Dataset entries:
--------------------

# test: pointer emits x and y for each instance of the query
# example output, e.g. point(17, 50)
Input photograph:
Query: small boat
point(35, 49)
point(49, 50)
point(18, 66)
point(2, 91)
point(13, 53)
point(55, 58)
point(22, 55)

--------------------

Copy the lines above word for word, changing nothing.

Finished exercise
# test: pointer emits x and y for each instance of the query
# example output, e.g. point(17, 50)
Input photograph:
Query: small boat
point(35, 49)
point(49, 50)
point(18, 66)
point(2, 91)
point(13, 53)
point(55, 58)
point(22, 55)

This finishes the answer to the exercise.